# [HOW TO COMPLETE THIS TASK]
Nothing in the records should be changed in the copy, though the pictures must be left out.

Items from a data source:
Segment Open

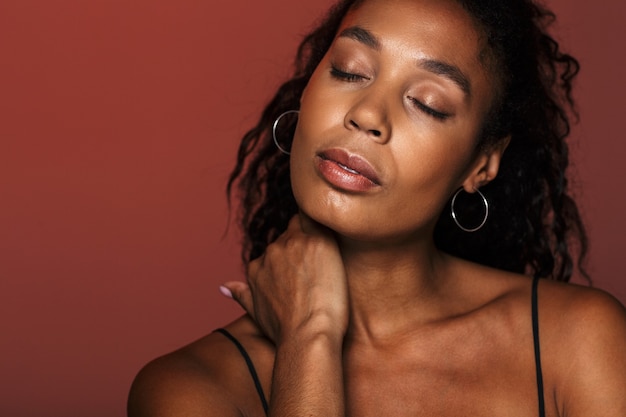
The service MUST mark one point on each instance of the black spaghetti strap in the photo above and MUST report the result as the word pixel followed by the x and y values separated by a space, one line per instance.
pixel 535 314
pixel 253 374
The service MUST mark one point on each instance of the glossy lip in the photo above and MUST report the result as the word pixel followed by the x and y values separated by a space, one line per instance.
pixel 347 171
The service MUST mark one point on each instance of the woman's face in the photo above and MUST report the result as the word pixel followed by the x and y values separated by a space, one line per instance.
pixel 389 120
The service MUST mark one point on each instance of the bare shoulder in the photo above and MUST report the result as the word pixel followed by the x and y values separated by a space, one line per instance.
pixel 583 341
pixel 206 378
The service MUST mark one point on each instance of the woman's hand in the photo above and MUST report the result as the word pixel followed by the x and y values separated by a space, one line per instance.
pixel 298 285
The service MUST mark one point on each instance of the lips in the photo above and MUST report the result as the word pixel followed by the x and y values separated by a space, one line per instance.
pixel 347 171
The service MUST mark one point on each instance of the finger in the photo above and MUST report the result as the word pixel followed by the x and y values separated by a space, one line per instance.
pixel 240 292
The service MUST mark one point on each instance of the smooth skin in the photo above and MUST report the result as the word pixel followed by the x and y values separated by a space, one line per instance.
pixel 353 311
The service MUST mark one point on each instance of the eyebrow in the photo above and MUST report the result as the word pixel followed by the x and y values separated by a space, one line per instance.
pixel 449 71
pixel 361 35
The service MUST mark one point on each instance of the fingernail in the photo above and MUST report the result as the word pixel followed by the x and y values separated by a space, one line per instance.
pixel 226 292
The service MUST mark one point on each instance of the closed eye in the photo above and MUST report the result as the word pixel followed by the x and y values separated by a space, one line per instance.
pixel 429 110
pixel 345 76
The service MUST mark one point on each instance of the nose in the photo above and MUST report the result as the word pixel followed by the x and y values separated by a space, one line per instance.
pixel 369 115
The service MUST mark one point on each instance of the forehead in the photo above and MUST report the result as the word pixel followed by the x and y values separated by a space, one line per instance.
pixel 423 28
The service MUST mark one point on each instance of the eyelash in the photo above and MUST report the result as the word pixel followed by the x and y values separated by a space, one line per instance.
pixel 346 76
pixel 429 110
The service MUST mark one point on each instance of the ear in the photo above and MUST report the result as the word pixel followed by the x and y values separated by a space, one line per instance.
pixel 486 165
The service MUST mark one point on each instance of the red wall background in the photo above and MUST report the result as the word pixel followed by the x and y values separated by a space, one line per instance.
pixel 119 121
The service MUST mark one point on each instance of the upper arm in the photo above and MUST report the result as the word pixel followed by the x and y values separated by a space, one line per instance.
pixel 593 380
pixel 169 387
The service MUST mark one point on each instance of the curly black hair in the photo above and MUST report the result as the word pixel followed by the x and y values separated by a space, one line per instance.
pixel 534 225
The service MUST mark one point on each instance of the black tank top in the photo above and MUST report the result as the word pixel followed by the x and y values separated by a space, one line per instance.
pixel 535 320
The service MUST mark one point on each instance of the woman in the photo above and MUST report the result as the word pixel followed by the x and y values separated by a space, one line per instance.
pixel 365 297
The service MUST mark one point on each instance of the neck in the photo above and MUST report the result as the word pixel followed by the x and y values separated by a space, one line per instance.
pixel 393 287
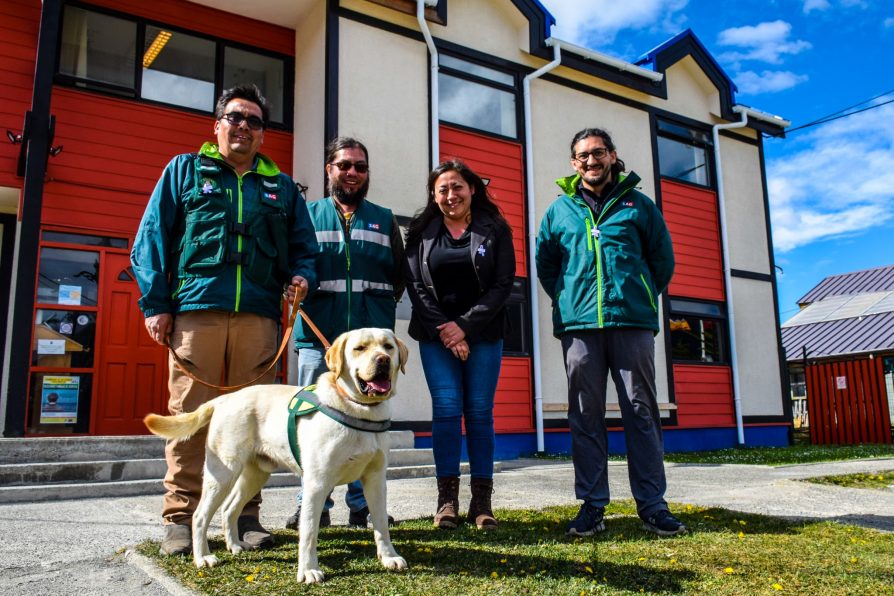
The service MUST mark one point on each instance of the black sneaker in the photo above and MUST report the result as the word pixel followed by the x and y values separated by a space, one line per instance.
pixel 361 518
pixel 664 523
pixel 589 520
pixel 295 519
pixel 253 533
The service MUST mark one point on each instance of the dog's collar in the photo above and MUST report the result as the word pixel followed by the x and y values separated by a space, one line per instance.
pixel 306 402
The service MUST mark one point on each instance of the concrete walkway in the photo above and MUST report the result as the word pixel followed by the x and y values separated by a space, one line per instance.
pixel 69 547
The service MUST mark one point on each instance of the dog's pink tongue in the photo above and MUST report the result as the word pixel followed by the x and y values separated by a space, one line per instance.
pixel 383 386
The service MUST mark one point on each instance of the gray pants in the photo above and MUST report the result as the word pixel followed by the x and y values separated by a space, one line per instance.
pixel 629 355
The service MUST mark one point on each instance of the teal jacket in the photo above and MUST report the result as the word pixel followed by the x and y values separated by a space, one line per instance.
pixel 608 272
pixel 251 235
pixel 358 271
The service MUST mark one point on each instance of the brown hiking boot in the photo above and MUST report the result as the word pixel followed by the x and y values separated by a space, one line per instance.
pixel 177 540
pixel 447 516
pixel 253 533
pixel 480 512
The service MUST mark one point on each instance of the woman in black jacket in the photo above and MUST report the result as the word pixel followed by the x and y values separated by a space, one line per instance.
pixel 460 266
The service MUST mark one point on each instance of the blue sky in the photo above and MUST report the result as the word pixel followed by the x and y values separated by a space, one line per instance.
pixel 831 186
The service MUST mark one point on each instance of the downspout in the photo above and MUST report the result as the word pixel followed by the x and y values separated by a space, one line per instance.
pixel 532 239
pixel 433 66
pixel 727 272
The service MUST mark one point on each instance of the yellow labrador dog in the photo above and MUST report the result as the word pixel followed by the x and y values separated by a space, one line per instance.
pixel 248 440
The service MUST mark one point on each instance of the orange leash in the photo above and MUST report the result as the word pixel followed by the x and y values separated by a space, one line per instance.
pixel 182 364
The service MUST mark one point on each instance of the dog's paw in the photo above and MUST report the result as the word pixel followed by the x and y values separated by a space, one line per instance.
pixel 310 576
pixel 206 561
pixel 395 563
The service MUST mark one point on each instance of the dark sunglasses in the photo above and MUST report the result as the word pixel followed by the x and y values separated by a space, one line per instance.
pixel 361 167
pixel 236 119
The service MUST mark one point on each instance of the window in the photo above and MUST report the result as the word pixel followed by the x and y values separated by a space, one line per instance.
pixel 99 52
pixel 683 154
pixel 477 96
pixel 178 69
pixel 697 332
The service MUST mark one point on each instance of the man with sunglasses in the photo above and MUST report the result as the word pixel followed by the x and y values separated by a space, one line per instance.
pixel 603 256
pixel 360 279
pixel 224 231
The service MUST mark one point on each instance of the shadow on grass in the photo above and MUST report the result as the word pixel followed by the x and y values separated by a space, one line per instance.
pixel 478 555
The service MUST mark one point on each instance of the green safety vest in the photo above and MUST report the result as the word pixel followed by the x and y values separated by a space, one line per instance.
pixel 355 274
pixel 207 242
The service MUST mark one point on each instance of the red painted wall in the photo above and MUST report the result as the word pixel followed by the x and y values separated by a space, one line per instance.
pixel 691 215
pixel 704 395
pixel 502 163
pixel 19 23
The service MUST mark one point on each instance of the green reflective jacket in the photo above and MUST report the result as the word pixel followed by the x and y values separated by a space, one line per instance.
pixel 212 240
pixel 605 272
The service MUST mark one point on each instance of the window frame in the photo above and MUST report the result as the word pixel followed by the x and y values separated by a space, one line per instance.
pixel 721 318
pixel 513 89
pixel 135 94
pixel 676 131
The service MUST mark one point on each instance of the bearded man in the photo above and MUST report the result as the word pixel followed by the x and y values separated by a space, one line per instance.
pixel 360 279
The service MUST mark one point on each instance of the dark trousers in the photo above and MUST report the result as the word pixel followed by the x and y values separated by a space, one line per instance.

Segment Closed

# [SOLUTION TO THIS TASK]
The service MUST mark one point on each instance of the black spaghetti strap in the photo above and MUST report the result as the word pixel followed by the x and y values separated by a space, one line per instance.
pixel 535 314
pixel 253 374
The service MUST mark one point on each instance of the glossy lip in the photo above and MUST report the result as the word pixel followed by the x and y values separated by a space, one line per instance.
pixel 347 171
The service MUST mark one point on each instance of the woman's face in the photo above and MUST report the result as the word pixel followed by the x and y values separated by a space, one line per instance.
pixel 389 120
The service MUST mark one point on each instance of the bare shoulder in the photo above and MUST report the result as the word pixel followed by the x and y values separated by a space, one line per instance.
pixel 583 341
pixel 206 378
The service MUST mark one point on each instance of the woman's hand in the photo above and MUST report the result as the word pixel followed by the x and y values separated by a space, one line per instance.
pixel 298 285
The service MUST mark one point on each instance of the lips in the photo above and MUST report the result as the word pixel followed by the x and y values separated by a space, one line per instance.
pixel 347 171
The service MUST mark one point on each instance of the finger in the photo above and MUST report the result as the word pixel followed by the x and y values separated by a space, one line per instance.
pixel 240 292
The service MUST mark one point on each instance of the smooth skin in the photo above and MUST report the result as the word pixel followed by the x and y values separated by a space, one line per instance.
pixel 353 311
The service MUST mark one point on each instance of the eyebrow in the photo above and MUST report the result as the word pixel followed by the x and y values separated by a space, one line per instance.
pixel 449 71
pixel 361 35
The service MUST mark one point on each instance of the fingernail in the photo above and MUST report the result as the word pixel followed by the x and y values separated by a space, one line per instance.
pixel 226 292
The service MUST mark one point on each instance of the closed eye in the photo above and MUST report the result as the word pixel followed by the x and y values separated by a space, one line per instance.
pixel 429 110
pixel 345 76
The service MUST mark one point on each instance of the nose in the photo above and MUST report the result as the word pixel followed by the x and y values separated by a space, one line per instance.
pixel 369 115
The service MUST mark one point on each instance of the forehead in the photo above and MUST report the result as the word pixel followed by the x and y values separated by a space, one line per instance.
pixel 423 28
The service MUST mark one point on each instance of the eyelash in the photo above and MUST report the result as the word pixel followed by the x and y values separated by a space, one line per instance.
pixel 346 76
pixel 429 110
The service MUST mark one point on each instance of the ear in the photo above and MUST report the result as the word pixel followed by the x and y values separated by a space, one line per instance.
pixel 486 165
The service MUST mark one point on each instance of the red wall background in the photo above and MUST report the result as the word pixel followed by the x and y values separated by a space, one line per instance.
pixel 119 121
The service MUST mark one point on each instance of the upper arm in the photo above and MUST report the result as the word pixel followed by the x and y values separated by a space, one line per instance.
pixel 593 380
pixel 169 387
The service MUST mark one point on each instance of the curly black hair in the photo above and MUST report the result as the word pixel followed by the x and y values separated by a space, one line per instance.
pixel 534 225
The service MUST mark one point on each instance of the black tank top in the photo above and MUST report the result as the word pixel followed by the x and y values separated by a space, one line per instance.
pixel 535 320
The service MUST mark one point on each instance of the woman in the photo above and MUST report the result as the word pixel followed by the x and y values separated by a space, one line per instance.
pixel 365 297
The service MUST mark one point on each instance of the neck in the photo above and MUST report the result as the word pixel followed by the x and y values separated by a space, one line per instance.
pixel 393 287
The service MUST mark one point on each instance of the black sneaker in the photo above and MUST report the result as the word pixel followed by the x and y values separated by a space, one line per instance.
pixel 361 518
pixel 664 523
pixel 589 520
pixel 295 519
pixel 253 533
The service MUST mark one point on each instance of the dog's collar in the photo above and MUST report the result as the word pixel followed by the x and y values separated by a space, one line per instance.
pixel 306 402
The service MUST mark one point on each instance of the concrete walkway in the photo above and MUST report the result as the word pixel followed by the x and y values separated by a space, one line per instance.
pixel 69 547
The service MUST mark one point on each instance of the dog's pink tongue in the photo above and MUST report the result as the word pixel followed by the x and y values separated by a space, one line per instance.
pixel 383 386
The service MUST mark one point on each instance of the gray pants in the photo above and MUST report the result as the word pixel followed by the x and y values separated by a space, one line per instance.
pixel 629 355
The service MUST mark one point on each instance of the teal jacket in the photo above and MUST report the result as the word pixel followed by the x and y values separated by a space, one line per instance.
pixel 608 272
pixel 251 235
pixel 358 271
The service MUST mark one point on each instance of the brown hiking boot in the photo above and MUST report the result as the word pixel followed by the x and y values separated by a space, one line per instance.
pixel 177 540
pixel 447 516
pixel 253 533
pixel 480 512
The service MUST mark one point on each instance of the woman in black jacket in the photo above and MUST report the result as the word pixel followed by the x and y values separated by a space, one line per instance.
pixel 460 266
The service MUST mark one point on each instance of the blue sky in the photo above and MUST report the result as the word pixel followed by the x and y values separated by a space, one line per instance.
pixel 831 186
The service MUST mark one point on each instance of the downspout in the photo above and MUST report the result as the word pixel followed by the x and y values separated by a space, one line per instance.
pixel 532 239
pixel 433 66
pixel 727 272
The service MUST mark one point on each instance of the yellow labrador dog in the photo above and MUST report the result as the word pixel followed by the x and y values separated by a space, one line per instance.
pixel 248 440
The service MUST mark one point on each instance of the orange leash in the photo above and MUST report the result as the word pixel followed by the x and y values separated by a space, one line per instance.
pixel 182 364
The service MUST mark one point on each instance of the dog's paw in the photo above and MUST report the result as the word pixel followed by the x and y values separated by a space, one line per instance.
pixel 310 576
pixel 206 561
pixel 395 563
The service MUST mark one point on each instance of the dark sunglasses in the photo above and MUST report the result as the word pixel followed by the x and y values separated by a space, one line per instance.
pixel 361 167
pixel 236 119
The service MUST mark one point on each instance of the window in the photo above and MUST report the result as the word pixel followed by the x and y values separated by a space, one line per instance.
pixel 99 52
pixel 683 154
pixel 477 96
pixel 178 69
pixel 697 332
The service MUST mark one point on each instance of the man with sunglasses in the photo above and MUST report the result as the word pixel followed by the x and y values separated by a space, one line per instance.
pixel 603 256
pixel 360 279
pixel 224 231
The service MUST mark one point on each instance of the shadow on grass in the photo above and MUST report the result as the word pixel followed by the x and y values separated by a space, one line per instance.
pixel 478 555
The service MUST mark one point on each instance of the green safety vest in the photo above and MUST report the result as the word pixel followed by the x and y values separated by a space, one line per instance.
pixel 355 274
pixel 207 242
The service MUST mark one point on each instance of the red painted wall in the photo above and MUST report the result as the word pixel followed by the x and y values separated by a space, one line per instance.
pixel 691 215
pixel 704 395
pixel 502 163
pixel 19 23
The service MUST mark one point on each instance of the green reflective jacket in the photo above and MUST report the result as the word pixel followed by the x and y values separated by a space, one line per instance.
pixel 212 240
pixel 605 272
The service MUST mark one point on each instance of the window frame in the photo above and MUST report the result as the word pixel followed by the x and y values separated by a space, one line per instance.
pixel 721 318
pixel 513 89
pixel 135 94
pixel 676 131
The service MUST mark one point on each instance of the bearded man in the photo above and MUST report the result as the word pixel followed by the x and y values separated by a space, one line per instance.
pixel 360 279
The service MUST mark one point on each instance of the dark trousers in the photo above and MUST report the result as the word pixel followed by the x and y values separated by a space, one line per instance.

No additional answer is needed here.